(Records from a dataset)

---------------

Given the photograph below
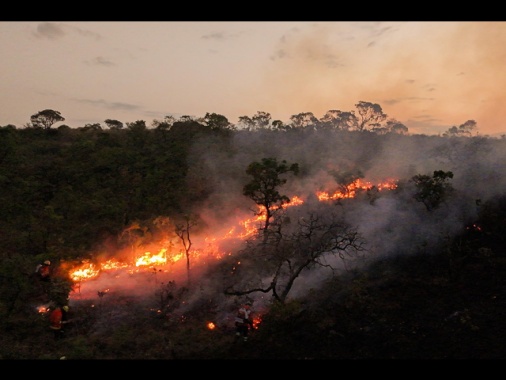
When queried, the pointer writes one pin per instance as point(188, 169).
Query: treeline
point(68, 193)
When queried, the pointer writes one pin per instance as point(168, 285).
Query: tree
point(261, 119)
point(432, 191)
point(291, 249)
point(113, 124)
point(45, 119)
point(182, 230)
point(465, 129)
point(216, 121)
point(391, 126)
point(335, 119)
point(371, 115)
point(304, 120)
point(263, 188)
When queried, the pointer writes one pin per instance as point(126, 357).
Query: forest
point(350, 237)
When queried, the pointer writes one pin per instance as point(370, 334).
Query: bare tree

---------------

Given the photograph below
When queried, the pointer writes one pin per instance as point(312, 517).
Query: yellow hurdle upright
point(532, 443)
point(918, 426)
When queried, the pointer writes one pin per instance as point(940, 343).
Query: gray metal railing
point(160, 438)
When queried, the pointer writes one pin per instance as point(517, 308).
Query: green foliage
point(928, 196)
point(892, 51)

---------------

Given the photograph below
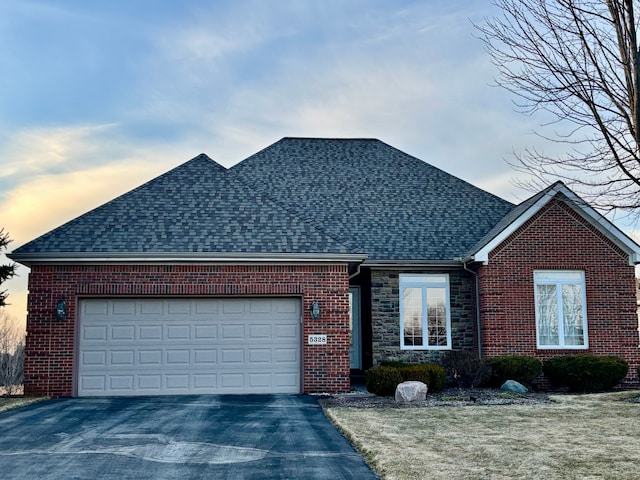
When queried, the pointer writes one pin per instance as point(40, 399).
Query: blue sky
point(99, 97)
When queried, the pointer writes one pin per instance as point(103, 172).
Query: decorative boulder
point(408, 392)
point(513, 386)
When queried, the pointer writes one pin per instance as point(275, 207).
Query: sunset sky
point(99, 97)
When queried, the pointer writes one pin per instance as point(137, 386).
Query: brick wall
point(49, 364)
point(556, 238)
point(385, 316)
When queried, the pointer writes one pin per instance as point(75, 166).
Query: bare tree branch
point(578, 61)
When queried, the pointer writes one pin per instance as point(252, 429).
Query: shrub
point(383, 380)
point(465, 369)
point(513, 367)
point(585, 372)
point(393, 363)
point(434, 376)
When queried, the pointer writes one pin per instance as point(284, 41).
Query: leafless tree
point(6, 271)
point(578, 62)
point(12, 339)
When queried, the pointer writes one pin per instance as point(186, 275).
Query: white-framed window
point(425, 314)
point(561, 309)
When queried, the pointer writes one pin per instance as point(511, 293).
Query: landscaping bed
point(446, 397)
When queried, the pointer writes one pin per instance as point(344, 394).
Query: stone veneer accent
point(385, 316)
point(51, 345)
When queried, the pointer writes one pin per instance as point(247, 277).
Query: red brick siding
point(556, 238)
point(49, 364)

---------------

| Directions |
Return the lines of the records above verbatim, from the line containing "as point(137, 386)." through the line containing "point(578, 61)", with both of those lines included.

| Worked answer |
When queried, the pointer writes one pin per instance as point(137, 386).
Query: brick wall
point(49, 364)
point(556, 238)
point(385, 316)
When queried, the pointer writes one pin per instance as point(75, 166).
Query: bare tree branch
point(578, 61)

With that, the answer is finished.